CHALLENGE —
Output every line of the material below verbatim, without changing anything.

******

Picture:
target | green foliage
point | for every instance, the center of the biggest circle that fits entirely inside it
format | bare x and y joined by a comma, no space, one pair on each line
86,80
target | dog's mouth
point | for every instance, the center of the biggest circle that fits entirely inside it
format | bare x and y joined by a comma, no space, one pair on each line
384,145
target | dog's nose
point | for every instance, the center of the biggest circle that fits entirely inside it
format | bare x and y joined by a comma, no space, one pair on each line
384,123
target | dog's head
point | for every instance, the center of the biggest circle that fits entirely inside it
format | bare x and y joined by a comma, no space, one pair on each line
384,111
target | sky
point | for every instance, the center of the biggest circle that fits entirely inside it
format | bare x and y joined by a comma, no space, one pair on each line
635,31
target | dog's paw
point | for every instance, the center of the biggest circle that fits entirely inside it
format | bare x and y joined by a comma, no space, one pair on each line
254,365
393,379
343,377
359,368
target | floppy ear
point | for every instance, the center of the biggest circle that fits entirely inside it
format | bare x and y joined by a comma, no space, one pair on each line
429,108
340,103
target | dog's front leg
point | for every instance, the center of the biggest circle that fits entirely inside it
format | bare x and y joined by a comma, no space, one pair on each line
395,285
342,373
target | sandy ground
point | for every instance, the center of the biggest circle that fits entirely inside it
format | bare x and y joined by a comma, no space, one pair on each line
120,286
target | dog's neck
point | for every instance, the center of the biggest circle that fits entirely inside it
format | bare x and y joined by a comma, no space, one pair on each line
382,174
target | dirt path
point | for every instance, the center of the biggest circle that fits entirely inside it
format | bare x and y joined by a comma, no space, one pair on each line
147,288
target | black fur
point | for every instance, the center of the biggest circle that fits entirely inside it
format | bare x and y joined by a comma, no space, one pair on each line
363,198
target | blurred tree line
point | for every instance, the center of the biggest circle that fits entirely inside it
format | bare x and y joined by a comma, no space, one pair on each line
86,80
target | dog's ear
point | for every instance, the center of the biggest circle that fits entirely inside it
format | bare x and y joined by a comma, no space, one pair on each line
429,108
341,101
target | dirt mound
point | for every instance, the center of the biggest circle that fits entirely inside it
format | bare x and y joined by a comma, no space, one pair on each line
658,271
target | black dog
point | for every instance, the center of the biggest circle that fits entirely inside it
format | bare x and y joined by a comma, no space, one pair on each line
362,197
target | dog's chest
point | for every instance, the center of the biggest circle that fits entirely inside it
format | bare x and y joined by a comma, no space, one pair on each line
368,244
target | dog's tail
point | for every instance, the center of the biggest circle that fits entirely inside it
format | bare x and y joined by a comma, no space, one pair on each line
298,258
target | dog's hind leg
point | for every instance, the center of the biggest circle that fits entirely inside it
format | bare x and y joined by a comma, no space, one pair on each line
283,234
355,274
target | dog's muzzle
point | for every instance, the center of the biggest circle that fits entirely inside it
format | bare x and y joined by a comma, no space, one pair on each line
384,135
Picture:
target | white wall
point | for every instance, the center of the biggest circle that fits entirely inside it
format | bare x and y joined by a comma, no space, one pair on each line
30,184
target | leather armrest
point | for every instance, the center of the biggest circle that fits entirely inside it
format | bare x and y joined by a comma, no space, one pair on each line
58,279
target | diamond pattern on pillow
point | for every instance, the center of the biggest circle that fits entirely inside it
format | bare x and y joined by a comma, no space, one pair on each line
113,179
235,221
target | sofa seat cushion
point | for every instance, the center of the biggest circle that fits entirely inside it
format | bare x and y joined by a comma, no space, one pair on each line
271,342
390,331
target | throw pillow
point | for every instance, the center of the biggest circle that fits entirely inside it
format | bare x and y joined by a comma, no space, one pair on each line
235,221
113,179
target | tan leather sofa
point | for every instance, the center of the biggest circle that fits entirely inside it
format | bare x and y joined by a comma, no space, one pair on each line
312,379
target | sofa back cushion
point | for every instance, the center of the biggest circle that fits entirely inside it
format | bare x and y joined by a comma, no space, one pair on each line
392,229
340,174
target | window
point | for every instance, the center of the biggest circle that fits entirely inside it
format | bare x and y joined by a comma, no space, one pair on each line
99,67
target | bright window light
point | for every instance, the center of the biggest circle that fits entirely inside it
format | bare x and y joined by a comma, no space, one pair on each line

******

THE RESULT —
Picture:
target | green foliage
point | for every instance, the center of the biggest circle that fits entirely inside it
format | bare x and y joined by a comma, no space, one pair on each line
86,80
target | dog's mouth
point | for every instance, the center of the biggest circle that fits entirely inside it
format | bare x and y joined by a comma, no space, one pair on each line
384,145
target | dog's nose
point | for every instance, the center of the biggest circle that fits entirely inside it
format | bare x and y joined by a comma, no space, one pair on each line
384,123
target | dog's head
point | for every instance, the center of the biggest circle that fits entirely inside it
format | bare x and y joined by a comma, no space, one pair on each line
384,111
target | sky
point | for every instance, the center of the biggest circle that fits entirely inside it
format | bare x and y joined by a comma, no space, one pair on each line
635,31
target | dog's paw
point | for every instance, the center of the biggest circle that fits entirely inside it
format | bare x and y joined by a comma, no space, one pair on each line
254,365
393,379
343,377
359,368
target | floppy ear
point | for every instance, the center of the biggest circle that fits entirely inside it
format | bare x and y joined by a comma, no space, one pair on each line
429,108
340,103
target | dog's front leg
point | for every instance, the center of the biggest circle that fits entirely inside it
format | bare x and y joined by a comma, no space, one pair on each line
395,285
342,373
target | sandy ground
point | for every instance, the center of the biggest circle that fits entirely inside it
format | bare x and y joined by a comma, no space, one pair on each line
120,286
target | dog's neck
point | for every instance, the center of the biggest circle that fits entirely inside it
format | bare x and y joined by a comma, no space, one pair on each line
382,174
target | dirt path
point | for every instance, the center of the biggest circle that fits entirely inside it
format | bare x and y joined by a comma, no space, one pair on each line
147,288
target | black fur
point | for every instance, the center of the biggest circle that fits entirely inside it
format | bare x and y joined by a comma, no space, one pair on each line
363,198
target | blurred tree line
point | for every instance, the center of the biggest circle that fits entirely inside it
format | bare x and y joined by a comma, no space, one pair on each line
86,80
target | dog's ear
point | for every instance, the center of the biggest circle that fits entirely inside it
format | bare x and y joined by a comma, no space, one pair on each line
429,108
341,101
target | dirt mound
point | for every instance, the center of the biggest circle that fits entirely inside it
format | bare x and y joined by a comma, no space, one pair on each line
658,271
target | black dog
point | for every instance, the center of the biggest circle that fits entirely inside it
format | bare x and y joined by a comma, no space, one pair on each line
362,197
target | dog's chest
point | for every instance, the center of the biggest circle that fits entirely inside it
format | bare x and y joined by a comma, no space, one pair on each line
368,244
target | dog's tail
point | for every instance, the center of the biggest circle that fits entirely inside it
format | bare x and y joined by a comma, no space, one pair on each line
298,258
target | dog's hind leg
point | for every instance, the center of the biggest circle that fits entirely inside it
format | bare x and y joined by a comma, no space, one pair on each line
283,234
355,274
target | dog's muzzle
point | for every instance, the center of the biggest circle that fits entirely inside it
format | bare x and y joined by a comma, no space, one pair on each line
384,135
Picture:
target | white wall
point | for every instance, the center of the biggest circle that fits entirely inside it
format | bare x and y joined by a comma, no space, one pair on each line
30,184
target | leather armrest
point | for every instance, the center of the biggest circle that fits entirely inside it
format | bare x and y joined by a comma, no space, one pair on each line
58,279
target | diamond pattern on pillow
point | for every instance, the center of the biggest circle that fits entirely inside it
format | bare x and y joined by a comma, no space, one pair on each line
113,179
235,221
target | sofa seat cushion
point | for every instance, the center of the biggest circle that fits entirely inside it
format | bare x and y joined by a comma, no space, one pair on each line
271,342
390,331
target | throw pillow
point | for every instance, the center of the biggest circle that fits entirely inside it
format | bare x and y joined by a comma, no space, one pair on each line
235,221
113,179
target | tan leather sofa
point | for every instance, the center of the biggest circle that fits entirely inside it
format | bare x and y joined by a comma, no space, one pair on each line
312,379
target | sofa back cushion
point | for every instance, the center of the biggest circle that fits entirely inside it
format | bare x and y joined by a comma, no space, one pair on each line
392,229
340,174
target | window
point | for every instance, the center of the biggest circle that fits entirely inside it
format | bare x and y joined by a comma, no space, one pair on each line
99,67
target | bright window light
point | for every instance, the center of the biggest circle that fits entirely inside it
format | bare x and y joined by a comma, no space, one pair on each line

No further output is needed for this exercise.